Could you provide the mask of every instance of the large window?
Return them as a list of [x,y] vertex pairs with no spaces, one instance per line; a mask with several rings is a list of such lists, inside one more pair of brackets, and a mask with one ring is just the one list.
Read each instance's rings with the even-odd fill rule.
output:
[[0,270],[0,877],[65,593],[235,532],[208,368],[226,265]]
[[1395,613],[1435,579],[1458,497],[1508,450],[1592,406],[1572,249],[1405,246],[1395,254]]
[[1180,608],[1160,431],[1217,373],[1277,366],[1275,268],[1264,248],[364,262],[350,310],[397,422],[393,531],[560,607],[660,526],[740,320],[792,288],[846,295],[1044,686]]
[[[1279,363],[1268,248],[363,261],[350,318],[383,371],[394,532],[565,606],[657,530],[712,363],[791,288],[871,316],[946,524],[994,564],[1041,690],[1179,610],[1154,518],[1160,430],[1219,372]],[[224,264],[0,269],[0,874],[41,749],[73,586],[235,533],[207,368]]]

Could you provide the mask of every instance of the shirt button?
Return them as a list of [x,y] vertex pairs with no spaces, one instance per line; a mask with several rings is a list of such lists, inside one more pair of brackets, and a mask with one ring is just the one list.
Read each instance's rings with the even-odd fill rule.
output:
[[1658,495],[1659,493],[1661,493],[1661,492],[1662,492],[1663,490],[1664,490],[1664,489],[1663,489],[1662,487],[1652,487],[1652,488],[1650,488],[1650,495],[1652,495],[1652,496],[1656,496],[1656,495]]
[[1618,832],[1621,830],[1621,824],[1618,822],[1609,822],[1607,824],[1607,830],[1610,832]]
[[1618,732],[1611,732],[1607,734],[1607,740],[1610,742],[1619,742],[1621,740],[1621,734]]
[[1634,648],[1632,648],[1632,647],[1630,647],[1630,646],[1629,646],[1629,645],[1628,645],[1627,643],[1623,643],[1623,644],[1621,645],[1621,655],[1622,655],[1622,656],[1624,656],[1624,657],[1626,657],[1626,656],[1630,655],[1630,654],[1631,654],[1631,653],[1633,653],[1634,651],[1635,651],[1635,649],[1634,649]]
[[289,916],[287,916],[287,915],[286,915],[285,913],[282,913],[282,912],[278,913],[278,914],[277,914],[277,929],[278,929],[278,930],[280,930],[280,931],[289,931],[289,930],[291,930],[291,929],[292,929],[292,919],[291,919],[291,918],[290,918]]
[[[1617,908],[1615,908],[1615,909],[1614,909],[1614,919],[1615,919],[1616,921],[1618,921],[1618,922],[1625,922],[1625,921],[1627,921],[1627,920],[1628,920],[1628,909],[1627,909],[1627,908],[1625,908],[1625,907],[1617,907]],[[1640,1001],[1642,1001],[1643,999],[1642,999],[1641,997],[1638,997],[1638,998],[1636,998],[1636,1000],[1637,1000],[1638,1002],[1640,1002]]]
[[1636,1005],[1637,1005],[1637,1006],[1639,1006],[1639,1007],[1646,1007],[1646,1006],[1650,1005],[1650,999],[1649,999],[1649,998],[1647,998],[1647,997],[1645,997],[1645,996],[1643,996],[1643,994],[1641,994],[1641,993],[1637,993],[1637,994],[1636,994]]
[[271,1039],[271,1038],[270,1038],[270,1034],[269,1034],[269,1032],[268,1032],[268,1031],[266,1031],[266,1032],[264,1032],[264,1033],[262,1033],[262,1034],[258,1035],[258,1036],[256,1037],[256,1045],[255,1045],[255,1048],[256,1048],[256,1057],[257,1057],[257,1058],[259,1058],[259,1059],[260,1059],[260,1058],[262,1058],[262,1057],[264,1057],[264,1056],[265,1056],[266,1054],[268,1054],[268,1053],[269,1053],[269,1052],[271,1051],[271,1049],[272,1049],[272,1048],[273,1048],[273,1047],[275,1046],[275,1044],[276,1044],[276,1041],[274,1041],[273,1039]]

• • • • •

■ WHAT YOU WILL DO ■
Make sure every record is repeated exactly.

■ SOLUTION ■
Could you provide the mask of every instance of the large window?
Return them as a list of [x,y] vertex pairs with no spaces, one instance per line; a mask with several rings is a list of such lists, inside one more pair of brackets, and a mask with one ring is just the one list.
Read each instance's rings with the even-odd fill rule.
output:
[[0,270],[0,877],[65,593],[235,532],[208,368],[226,265]]
[[1395,613],[1435,579],[1458,497],[1508,450],[1592,406],[1572,249],[1405,246],[1395,254]]
[[1180,608],[1160,431],[1217,373],[1277,366],[1275,268],[1264,248],[364,262],[350,310],[397,422],[393,531],[560,607],[660,526],[740,320],[792,288],[846,295],[1044,686]]
[[[1279,363],[1268,248],[363,261],[350,318],[383,371],[394,532],[565,606],[657,530],[712,363],[791,288],[871,316],[946,524],[994,564],[1041,690],[1179,610],[1154,518],[1160,430],[1219,372]],[[224,264],[0,269],[0,874],[41,749],[73,586],[235,533],[207,368]]]

Could you provide the mask of every instance of the shirt button?
Return them as a list of [x,y] vertex pairs with no spaces, one instance per line; a mask with several rings is a list of such lists, inside one more pair of brackets, and a mask with one ring is just the one list.
Read each instance's rings with the even-odd fill rule.
output:
[[1658,495],[1659,493],[1661,493],[1661,492],[1662,492],[1663,490],[1664,490],[1664,489],[1663,489],[1662,487],[1652,487],[1652,488],[1650,488],[1650,495],[1652,495],[1652,496],[1656,496],[1656,495]]
[[1618,832],[1621,830],[1621,824],[1618,822],[1609,822],[1607,824],[1607,830],[1610,832]]
[[1618,732],[1611,732],[1607,734],[1607,740],[1610,742],[1619,742],[1621,740],[1621,734]]
[[1634,648],[1632,648],[1632,647],[1630,647],[1630,646],[1629,646],[1629,645],[1628,645],[1627,643],[1623,643],[1623,644],[1621,645],[1621,655],[1622,655],[1622,656],[1624,656],[1624,657],[1626,657],[1626,656],[1630,655],[1630,654],[1631,654],[1631,653],[1633,653],[1634,651],[1635,651],[1635,649],[1634,649]]
[[289,916],[287,916],[287,915],[286,915],[285,913],[282,913],[282,912],[278,913],[278,914],[277,914],[277,929],[278,929],[278,930],[280,930],[280,931],[289,931],[289,930],[291,930],[291,929],[292,929],[292,919],[291,919],[291,918],[290,918]]
[[[1617,908],[1615,908],[1615,909],[1614,909],[1614,919],[1615,919],[1616,921],[1618,921],[1618,922],[1625,922],[1625,921],[1627,921],[1627,920],[1628,920],[1628,909],[1627,909],[1627,908],[1625,908],[1625,907],[1617,907]],[[1640,1001],[1642,1001],[1643,999],[1642,999],[1641,997],[1638,997],[1638,998],[1636,998],[1636,1000],[1637,1000],[1638,1002],[1640,1002]]]
[[1636,1005],[1637,1005],[1637,1006],[1639,1006],[1639,1007],[1646,1007],[1646,1006],[1650,1005],[1650,999],[1649,999],[1649,998],[1647,998],[1647,997],[1645,997],[1645,996],[1643,996],[1643,994],[1641,994],[1641,993],[1637,993],[1637,994],[1636,994]]
[[271,1039],[271,1038],[270,1038],[270,1034],[269,1034],[269,1032],[268,1032],[268,1031],[266,1031],[266,1032],[264,1032],[264,1033],[262,1033],[262,1034],[258,1035],[258,1036],[256,1037],[256,1045],[255,1045],[255,1048],[256,1048],[256,1057],[257,1057],[257,1058],[259,1058],[259,1059],[260,1059],[260,1058],[262,1058],[262,1057],[264,1057],[264,1056],[265,1056],[266,1054],[268,1054],[268,1053],[269,1053],[269,1052],[271,1051],[271,1049],[272,1049],[272,1048],[273,1048],[273,1047],[275,1046],[275,1044],[276,1044],[276,1041],[274,1041],[273,1039]]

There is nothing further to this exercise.